··· Texto extraído

Após uma viagem tortuosa, a moça chega a uma casa tão impregnada de mistério quanto de memória – a mãe de Inseon foi testemunha da matança de rebeldes promovida pelo governo de direita logo antes da Guerra da Coreia. A estimativa é que cerca de um décimo da população da ilha tenha sido dizimada, incluindo familiares das mulheres fictícias do livro.

Numa história que borra cada vez mais fronteiras entre vida e morte, passado e presente, se desenrola a saga das personagens para descobrir o que houve com seus parentes. Ou melhor, com suas ossadas. “Confundo intencionalmente quem está morto e quem está vivo”, diz a escritora. “Isso não importa. O mais importante é que estão todas conectadas.”

O bastidor de como nasceu “Sem despedidas” ilustra bem o processo criativo da primeira autora coreana a ganhar o maior prêmio da literatura mundial. No discurso de aceite, em dezembro, Han afirmou que gosta de escrever romances porque ali pode “permanecer o tempo necessário para fazer perguntas importantes e urgentes”. Tudo bem se levar um, dois, sete anos.

“Toda vez que escrevo um romance, enfrento essas perguntas e vivo dentro delas. Quando chego ao fim das questões – não quando encontro suas respostas –, concluo o livro.”

Atitude de paciência

É uma atitude de paciência e consideração típica de Han Kang – quando o Nobel foi anunciado, em outubro, não quis dar a tradicional entrevista coletiva à imprensa porque precisava de tempo para pensar o que o prêmio significava para ela. “Teria apenas alguns dias, e era rápido demais para mim”, diz ela agora.

······

# Conjunto de tarefas
1: Diga se cada afirmação abaixo está de acordo com o texto sobre Han Kang, citando as palavras exatas que decidem a resposta. (a) Han Kang é a primeira autora coreana a ganhar o Nobel de literatura. (b) Logo após o anúncio do Nobel, Han Kang deu a tradicional entrevista coletiva à imprensa. (c) A mãe de Inseon testemunhou a matança de rebeldes promovida pelo governo de direita.
2: Segundo o texto sobre Han Kang, que parcela da população da ilha teria sido dizimada?
3: Transcreva sem alterações a parte do texto sobre Han Kang que começa com as palavras que contêm "O bastidor de" e termina com "dois, sete anos.".

··· Entradas extraídas

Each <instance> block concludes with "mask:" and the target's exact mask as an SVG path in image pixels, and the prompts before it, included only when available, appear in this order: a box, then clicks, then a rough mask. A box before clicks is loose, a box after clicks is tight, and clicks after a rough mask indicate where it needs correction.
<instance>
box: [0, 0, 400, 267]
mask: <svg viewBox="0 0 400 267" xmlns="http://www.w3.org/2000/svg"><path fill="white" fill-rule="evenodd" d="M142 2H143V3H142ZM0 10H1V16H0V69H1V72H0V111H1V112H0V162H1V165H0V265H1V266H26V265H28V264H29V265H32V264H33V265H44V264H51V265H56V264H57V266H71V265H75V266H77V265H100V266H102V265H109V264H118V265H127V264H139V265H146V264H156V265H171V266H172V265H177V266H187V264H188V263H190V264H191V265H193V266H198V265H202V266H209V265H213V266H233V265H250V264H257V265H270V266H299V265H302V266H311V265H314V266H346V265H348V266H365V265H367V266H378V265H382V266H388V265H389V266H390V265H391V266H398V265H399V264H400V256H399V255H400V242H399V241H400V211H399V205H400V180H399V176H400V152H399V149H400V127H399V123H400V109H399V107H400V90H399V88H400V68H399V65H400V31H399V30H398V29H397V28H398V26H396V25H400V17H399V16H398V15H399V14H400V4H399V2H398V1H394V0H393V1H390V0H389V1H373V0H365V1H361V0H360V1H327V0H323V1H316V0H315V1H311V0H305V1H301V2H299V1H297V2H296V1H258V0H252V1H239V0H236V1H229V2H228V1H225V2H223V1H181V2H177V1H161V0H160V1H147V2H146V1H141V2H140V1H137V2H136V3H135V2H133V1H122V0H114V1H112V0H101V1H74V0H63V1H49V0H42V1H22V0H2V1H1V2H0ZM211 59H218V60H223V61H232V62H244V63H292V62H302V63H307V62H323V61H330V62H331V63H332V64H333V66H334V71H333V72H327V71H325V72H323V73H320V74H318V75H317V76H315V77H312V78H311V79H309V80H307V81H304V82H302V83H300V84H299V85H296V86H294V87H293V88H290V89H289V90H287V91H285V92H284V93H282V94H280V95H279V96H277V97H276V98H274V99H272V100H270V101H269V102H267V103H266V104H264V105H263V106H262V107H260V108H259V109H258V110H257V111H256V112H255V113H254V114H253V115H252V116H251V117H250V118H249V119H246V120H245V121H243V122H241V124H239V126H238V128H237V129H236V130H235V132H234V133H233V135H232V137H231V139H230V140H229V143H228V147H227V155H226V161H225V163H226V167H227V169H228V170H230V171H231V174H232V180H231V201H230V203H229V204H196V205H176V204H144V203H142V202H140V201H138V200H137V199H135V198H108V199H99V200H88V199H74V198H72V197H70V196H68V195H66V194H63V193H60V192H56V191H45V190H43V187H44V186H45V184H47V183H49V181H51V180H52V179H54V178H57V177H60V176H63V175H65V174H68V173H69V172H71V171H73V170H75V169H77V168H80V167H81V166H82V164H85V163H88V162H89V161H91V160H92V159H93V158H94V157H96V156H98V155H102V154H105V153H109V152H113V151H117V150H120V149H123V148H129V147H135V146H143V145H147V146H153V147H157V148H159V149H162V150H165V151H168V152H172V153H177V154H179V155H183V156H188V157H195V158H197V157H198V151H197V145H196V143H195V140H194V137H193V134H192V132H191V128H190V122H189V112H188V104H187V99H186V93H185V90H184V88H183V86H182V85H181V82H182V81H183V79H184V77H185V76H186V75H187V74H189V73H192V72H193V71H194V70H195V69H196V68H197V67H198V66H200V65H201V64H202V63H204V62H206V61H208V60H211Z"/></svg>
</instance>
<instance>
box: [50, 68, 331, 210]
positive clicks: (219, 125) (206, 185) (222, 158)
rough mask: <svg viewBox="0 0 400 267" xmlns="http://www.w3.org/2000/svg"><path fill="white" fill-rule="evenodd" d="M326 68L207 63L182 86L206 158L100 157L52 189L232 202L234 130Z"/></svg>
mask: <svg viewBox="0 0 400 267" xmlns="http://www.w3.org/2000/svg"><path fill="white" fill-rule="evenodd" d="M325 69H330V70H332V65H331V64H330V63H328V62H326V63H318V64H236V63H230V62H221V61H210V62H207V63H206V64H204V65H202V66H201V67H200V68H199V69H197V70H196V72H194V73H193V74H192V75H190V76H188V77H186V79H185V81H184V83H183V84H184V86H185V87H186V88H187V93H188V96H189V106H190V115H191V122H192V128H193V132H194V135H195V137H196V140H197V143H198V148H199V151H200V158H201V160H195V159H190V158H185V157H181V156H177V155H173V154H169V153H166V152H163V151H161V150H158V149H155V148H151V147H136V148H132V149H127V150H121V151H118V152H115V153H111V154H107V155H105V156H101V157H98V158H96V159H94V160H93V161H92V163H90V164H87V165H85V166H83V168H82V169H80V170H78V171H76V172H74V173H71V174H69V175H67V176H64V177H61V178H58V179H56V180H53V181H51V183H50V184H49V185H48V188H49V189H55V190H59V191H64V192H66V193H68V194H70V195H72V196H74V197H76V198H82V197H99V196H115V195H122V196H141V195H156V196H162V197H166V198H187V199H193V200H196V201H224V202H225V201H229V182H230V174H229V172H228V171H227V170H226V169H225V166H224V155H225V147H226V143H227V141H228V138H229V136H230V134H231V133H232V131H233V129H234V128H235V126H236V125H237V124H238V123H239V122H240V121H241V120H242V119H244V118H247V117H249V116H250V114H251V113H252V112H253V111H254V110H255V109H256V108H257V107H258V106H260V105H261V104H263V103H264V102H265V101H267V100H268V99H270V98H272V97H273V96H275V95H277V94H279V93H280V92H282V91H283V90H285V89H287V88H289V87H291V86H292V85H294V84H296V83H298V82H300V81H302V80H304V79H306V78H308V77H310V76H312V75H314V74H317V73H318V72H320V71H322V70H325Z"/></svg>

······

# Conjunto de respostas
1:
(a) Sim: "primeira autora coreana a ganhar o maior prêmio da literatura mundial".
(b) Não: "não quis dar a tradicional entrevista coletiva à imprensa".
(c) Sim: "a mãe de Inseon foi testemunha da matança de rebeldes promovida pelo governo de direita".

2: Cerca de um décimo da população da ilha.

3:
O bastidor de como nasceu “Sem despedidas” ilustra bem o processo criativo da primeira autora coreana a ganhar o maior prêmio da literatura mundial. No discurso de aceite, em dezembro, Han afirmou que gosta de escrever romances porque ali pode “permanecer o tempo necessário para fazer perguntas importantes e urgentes”. Tudo bem se levar um, dois, sete anos.